August 1, 2012
Peter K. Boeck
We were delivering a recently converted PA–46T JetProp to Brazil. The airplane was a 2007 Malibu Mirage with 200 hours total time, equipped with an Avidyne Entegra EX5000 and all-glass panel. The modified airframe had only seven hours on a new Pratt & Whitney PT6A-35 when we departed California.
The airplane, like the four I had delivered before it, had been sold to a Brazilian businessman. After delivery, I was scheduled to train his new pilot.
My co-pilot Marcelo and I departed Clinton, Arkansas, before dawn, and after a stop in Fort Lauderdale, Florida, continued on to Borinquen, Puerto Rico. We covered more than 2,000 miles that day, and the airplane performed flawlessly. We fueled after landing, preparing for an early departure the following day.
After a full weather briefing—Puerto Rico would be the last stop where this would be available—we filed a flight plan, did a preflight, made sure everything was secure, and departed at 6:20 a.m. The sun was just rising behind a stack of cumulus clouds on the horizon. We climbed out, and before encountering the morning buildup, we were cleared by San Juan Center to go direct to Grenada, our next stop. We headed south.
It would be a short flight, two hours and 20 minutes, at FL270. We had more than four hours of fuel on board—enough to reach Boa Vista, Brazil—but that was risky. This was a route I had taken many times before. I knew that daily weather buildups caused frequent flight deviations, and a surplus of fuel meant we had more options.

* _Exercise instructions_:
1 - Condense the paragraph beginning "My co-pilot Marcelo and I departed" from the JetProp delivery account into a shorter version that keeps its main facts.
2 - Resume the JetProp delivery account from its last sentence and carry the narrative forward.
The records that come next have nothing to do with the text.

* _Raw records_:

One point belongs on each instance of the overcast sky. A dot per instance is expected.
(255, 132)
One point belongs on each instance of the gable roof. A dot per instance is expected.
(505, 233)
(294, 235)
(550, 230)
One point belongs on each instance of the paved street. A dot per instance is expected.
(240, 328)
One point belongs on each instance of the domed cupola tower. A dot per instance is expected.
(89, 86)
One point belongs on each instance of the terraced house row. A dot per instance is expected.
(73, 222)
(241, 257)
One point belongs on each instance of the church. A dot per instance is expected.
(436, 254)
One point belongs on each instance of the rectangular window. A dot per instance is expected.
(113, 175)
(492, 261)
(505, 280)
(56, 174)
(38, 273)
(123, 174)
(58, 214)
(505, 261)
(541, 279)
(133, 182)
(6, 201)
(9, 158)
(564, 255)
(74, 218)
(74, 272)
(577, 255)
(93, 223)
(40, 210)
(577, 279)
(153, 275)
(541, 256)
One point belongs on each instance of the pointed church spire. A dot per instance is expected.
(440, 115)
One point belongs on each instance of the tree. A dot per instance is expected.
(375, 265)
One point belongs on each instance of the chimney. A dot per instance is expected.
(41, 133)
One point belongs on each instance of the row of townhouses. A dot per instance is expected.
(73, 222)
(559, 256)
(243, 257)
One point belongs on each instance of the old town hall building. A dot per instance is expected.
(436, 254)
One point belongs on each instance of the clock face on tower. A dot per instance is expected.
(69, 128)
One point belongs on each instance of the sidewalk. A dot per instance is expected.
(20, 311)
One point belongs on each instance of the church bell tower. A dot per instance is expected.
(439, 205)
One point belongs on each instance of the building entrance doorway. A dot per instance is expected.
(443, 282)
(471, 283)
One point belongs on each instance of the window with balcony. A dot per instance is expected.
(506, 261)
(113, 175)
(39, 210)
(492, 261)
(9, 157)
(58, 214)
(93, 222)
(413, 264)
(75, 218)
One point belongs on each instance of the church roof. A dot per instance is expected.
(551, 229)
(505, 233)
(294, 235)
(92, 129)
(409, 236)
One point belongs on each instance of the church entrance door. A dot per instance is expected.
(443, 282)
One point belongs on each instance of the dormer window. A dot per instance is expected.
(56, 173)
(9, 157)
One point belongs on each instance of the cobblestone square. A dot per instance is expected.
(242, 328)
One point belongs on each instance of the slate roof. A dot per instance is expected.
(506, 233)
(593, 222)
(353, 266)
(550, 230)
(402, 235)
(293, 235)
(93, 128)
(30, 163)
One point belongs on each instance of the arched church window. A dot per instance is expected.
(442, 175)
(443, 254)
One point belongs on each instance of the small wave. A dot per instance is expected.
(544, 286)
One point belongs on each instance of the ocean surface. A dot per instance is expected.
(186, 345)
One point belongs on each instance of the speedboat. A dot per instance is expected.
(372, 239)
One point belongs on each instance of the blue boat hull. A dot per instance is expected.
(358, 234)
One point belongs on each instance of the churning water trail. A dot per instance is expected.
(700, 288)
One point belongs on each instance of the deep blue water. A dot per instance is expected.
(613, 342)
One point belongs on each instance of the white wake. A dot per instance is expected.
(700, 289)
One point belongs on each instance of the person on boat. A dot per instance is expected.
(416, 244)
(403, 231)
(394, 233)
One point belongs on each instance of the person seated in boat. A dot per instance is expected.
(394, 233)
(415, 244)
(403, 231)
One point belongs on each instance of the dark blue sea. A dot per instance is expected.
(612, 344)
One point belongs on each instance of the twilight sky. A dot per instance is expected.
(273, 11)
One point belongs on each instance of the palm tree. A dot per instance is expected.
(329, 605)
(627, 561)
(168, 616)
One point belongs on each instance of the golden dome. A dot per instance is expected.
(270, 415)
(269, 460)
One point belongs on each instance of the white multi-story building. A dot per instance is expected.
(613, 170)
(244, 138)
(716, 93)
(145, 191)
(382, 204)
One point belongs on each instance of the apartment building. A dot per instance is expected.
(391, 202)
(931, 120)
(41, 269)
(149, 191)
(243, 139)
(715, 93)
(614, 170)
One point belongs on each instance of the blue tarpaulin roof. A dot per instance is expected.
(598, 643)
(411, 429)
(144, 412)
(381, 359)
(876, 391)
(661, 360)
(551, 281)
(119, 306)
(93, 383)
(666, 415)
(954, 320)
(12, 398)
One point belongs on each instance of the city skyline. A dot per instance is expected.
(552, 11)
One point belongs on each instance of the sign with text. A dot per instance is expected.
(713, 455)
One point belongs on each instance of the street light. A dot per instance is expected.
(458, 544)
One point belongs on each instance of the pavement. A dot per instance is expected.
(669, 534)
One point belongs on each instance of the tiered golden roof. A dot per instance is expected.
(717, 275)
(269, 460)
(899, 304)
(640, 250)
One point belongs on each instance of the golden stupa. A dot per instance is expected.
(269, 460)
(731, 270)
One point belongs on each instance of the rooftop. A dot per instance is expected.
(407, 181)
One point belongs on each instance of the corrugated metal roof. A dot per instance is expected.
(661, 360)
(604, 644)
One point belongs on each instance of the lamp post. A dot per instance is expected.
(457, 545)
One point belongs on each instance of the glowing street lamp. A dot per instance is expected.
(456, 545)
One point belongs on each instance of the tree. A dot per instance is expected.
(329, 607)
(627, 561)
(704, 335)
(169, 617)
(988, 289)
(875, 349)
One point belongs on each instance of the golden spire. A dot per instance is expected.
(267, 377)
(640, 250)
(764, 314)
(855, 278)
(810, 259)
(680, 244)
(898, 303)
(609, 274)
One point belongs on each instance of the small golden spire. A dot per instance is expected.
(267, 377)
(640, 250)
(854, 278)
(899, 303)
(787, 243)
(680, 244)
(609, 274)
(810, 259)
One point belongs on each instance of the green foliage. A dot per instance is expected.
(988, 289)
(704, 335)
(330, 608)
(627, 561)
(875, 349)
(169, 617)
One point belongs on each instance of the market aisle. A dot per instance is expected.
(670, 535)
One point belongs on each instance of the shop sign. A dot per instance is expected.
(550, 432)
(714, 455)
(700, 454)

* _Answers below_:
1 - Marcelo and I left Clinton, Arkansas, before dawn, stopped in Fort Lauderdale, Florida, and flew on to Borinquen, Puerto Rico, covering over 2,000 miles that day with no trouble from the airplane. On landing we fueled up for an early departure the next day.

2 -
The weather was as forecast: CAVU, no turbulence, and we had a slight tailwind. My co-pilot and I were watching the sun come up, enjoying being where we were and what we were doing. All I had to do was switch tanks when necessary and periodically scan the engine instruments.
We were 40 minutes out of Grenada, an hour and 40 minutes into the flight. I was beginning to plan our descent when things changed in an instant.
Four things happened at once: The airplane began to slow, the torque gauge quickly fell toward zero, the engine began to vibrate and shake, and dark smoke began pouring out the exhaust stacks.
My first concern was that the turbine, spinning at 48,000 rpm, might come apart. I quickly pulled the condition lever back to Flight Idle. At the same time I was concerned about fire. The header tank with 20 gallons of fuel was located only inches from the engine, and I didn’t know what might have come apart. I pulled back on the fuel control knob and feathered the prop. Then I closed the fuel shutoff lever, which closed a valve located between the header tank and the engine.
We were now a glider, with a range of approximately 60 nm. The nearest land was 148 nm to the east. We were going to have to ditch.
For the first time in more than 40 years of flying I declared an emergency. I was talking to Piarco Control, located in Trinidad and Tobago. The controller asked my intentions, and then went immediately to handling routine communications with another airplane. We were on our own.
The nearest land was Martinique, so we turned that direction, and were transferred to the Martinique controller. We were at the extreme edge of their radio range, but fortunately, the pilot of another airplane was able to relay our communications. He didn’t identify himself, but I’d like to buy him a cup of coffee sometime.
I was very fortunate in my choice of co-pilots. Marcelo is an experienced pilot who had traveled this route many times before. He took the controls long enough for me to don a life vest, and then he went to the rear of the airplane to prepare the airplane for ditching. Our gear was well secured, so I asked him to isolate what we would need: the life raft, first-aid kit, portable ELT/GPS, and any personal items. His most important job was to open the top half of the air-stair door prior to impact to insure we had a way out. He went one better by opening the emergency door as well. Good man.
He told me later that he had time to say a prayer. I’m glad he did.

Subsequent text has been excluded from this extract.